§ Extract
···
The Battle of Guastalla or Battle of Luzzara was a battle fought on 19 September 1734 between Franco-Sardinian   and Austrian (Habsburg) troops as part of the War of the Polish Succession.

Background 

Following the death in February 1733 of King Augustus II of Poland, European powers exerted diplomatic and military influence in the selection of his successor. Competing elections in August and October 1733 elected Stanisław Leszczyński and Frederick August, Elector of Saxony to be the next king. Stanisław was supported primarily by France, while Frederick August was supported by Russia and the Habsburg Emperor Charles VI. On October 10, France declared war on Austria and Saxony to draw military strength away from Poland, and shortly thereafter invaded both the Rhineland and the Habsburg territories in what is now northern Italy. The Italian campaign was conducted in conjunction with King Charles Emmanuel III of Sardinia, to whom France had promised the Duchy of Milan in the Treaty of Turin, signed in September 1733.
···
§ Records supplied
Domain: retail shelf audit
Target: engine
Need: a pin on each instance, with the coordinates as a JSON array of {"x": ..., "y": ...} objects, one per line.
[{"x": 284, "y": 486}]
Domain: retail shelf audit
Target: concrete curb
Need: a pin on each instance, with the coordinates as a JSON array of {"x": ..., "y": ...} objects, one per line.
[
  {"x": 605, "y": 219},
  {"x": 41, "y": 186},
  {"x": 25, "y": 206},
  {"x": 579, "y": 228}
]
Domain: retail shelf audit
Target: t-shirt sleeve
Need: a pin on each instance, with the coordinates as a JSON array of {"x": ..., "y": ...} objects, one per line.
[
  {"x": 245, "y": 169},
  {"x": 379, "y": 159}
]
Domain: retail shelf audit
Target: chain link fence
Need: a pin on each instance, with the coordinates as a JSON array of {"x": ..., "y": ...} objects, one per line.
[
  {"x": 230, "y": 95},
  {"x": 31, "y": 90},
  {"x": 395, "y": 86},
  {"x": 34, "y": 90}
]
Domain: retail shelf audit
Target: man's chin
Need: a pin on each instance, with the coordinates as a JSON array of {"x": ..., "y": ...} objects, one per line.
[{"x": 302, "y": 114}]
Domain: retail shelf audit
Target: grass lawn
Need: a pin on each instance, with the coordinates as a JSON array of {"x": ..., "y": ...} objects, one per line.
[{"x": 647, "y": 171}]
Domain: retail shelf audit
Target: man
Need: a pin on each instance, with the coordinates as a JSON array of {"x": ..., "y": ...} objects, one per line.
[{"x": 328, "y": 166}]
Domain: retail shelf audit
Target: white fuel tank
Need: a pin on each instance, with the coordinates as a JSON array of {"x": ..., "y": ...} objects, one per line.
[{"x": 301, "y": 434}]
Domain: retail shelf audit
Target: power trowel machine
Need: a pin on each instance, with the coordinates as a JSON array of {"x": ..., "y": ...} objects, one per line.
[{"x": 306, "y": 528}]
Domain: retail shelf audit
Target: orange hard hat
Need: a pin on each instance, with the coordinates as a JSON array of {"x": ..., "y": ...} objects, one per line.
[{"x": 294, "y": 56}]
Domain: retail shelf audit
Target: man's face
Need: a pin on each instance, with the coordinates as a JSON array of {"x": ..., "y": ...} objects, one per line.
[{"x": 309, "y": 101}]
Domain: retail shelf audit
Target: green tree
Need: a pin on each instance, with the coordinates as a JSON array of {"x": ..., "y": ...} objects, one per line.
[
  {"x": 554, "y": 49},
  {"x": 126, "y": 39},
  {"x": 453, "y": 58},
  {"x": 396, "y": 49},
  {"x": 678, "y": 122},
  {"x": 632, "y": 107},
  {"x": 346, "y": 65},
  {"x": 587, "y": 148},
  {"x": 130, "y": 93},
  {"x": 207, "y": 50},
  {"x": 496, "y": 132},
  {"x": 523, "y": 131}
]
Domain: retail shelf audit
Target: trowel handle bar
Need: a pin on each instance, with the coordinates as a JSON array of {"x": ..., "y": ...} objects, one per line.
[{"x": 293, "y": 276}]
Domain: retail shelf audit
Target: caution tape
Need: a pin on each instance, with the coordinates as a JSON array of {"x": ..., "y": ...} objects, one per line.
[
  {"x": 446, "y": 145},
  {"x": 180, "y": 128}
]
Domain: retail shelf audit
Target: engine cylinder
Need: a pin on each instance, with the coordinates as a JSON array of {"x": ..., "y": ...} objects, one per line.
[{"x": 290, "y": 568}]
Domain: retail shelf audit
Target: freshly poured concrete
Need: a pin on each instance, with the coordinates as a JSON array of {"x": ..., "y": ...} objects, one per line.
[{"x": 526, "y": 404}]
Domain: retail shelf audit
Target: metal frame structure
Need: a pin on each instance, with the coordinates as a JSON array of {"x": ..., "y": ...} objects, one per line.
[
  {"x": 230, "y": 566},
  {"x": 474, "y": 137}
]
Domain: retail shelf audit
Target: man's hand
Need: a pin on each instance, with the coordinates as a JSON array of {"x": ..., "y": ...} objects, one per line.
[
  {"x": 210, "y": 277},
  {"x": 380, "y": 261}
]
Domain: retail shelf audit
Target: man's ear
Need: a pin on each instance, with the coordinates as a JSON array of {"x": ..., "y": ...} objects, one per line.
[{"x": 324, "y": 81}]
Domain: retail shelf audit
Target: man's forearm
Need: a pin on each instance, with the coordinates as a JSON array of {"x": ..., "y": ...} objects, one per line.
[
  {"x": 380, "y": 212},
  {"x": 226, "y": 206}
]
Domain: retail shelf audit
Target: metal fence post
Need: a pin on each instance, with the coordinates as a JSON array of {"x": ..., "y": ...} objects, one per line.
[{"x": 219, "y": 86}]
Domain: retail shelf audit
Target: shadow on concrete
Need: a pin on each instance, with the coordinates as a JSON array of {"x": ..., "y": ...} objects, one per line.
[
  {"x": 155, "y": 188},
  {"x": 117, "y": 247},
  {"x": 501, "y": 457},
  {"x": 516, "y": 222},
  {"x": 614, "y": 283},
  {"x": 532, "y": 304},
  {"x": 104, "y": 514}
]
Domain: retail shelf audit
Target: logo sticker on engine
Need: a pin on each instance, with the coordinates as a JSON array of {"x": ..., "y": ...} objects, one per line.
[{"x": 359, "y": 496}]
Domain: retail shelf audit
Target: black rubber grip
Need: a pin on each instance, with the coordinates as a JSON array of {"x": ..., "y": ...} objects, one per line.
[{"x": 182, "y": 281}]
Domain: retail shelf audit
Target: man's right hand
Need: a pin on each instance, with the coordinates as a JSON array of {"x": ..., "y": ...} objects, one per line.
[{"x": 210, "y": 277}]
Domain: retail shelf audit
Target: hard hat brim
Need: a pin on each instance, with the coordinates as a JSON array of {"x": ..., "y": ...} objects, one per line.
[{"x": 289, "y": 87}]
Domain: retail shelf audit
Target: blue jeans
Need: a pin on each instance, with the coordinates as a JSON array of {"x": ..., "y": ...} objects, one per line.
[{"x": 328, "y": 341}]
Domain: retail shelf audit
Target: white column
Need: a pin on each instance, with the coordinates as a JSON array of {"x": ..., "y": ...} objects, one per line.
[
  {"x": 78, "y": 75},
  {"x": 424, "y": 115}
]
···
§ Set exercise A
In the text on the Battle of Guastalla, what did France promise King Charles Emmanuel III of Sardinia in the Treaty of Turin?
§ Set exercise B
Write the next part of the text on the Battle of Guastalla, picking up after its final sentence.

§ Exercise result A
The Duchy of Milan.

§ Exercise result B
The Franco-Sardinian allies marched on Milan in October 1733, and occupied Lombardy without significant losses. In the spring of 1734 the Austrians responded in force, but suffered a bloody defeat in the Battle of San Pietro, won by the French under de Coigny and de Broglie. Following the victory, reluctance on the part of Charles Emmanuel to pursue the retreating Austrians led to relatively little action throughout the summer of 1734. In September Field Marshal Dominik von Königsegg-Rothenfels, who replaced Florimund Mercy (killed at San Pietro), renewed the Austrian offensive, winning  a small victory near Quistello when his troops successfully raided de Broglio's headquarters on 14 September, taking 1,500 prisoners and capturing Charles Emmanuel's silver service and campaign warchest. As the Austrians pursued the allies, they surrounded additional pockets of soldiers, taking another 3,000 prisoners. The allies fell back toward Guastalla, where they fortified a position between the Crostolo and Po rivers.

After pausing to reprovision on 16 September, Königsegg continued the pursuit, reaching Luzzara on 18 September. The allied leadership that evening decided to force a battle at Guastalla as revenge for the action at Quistello.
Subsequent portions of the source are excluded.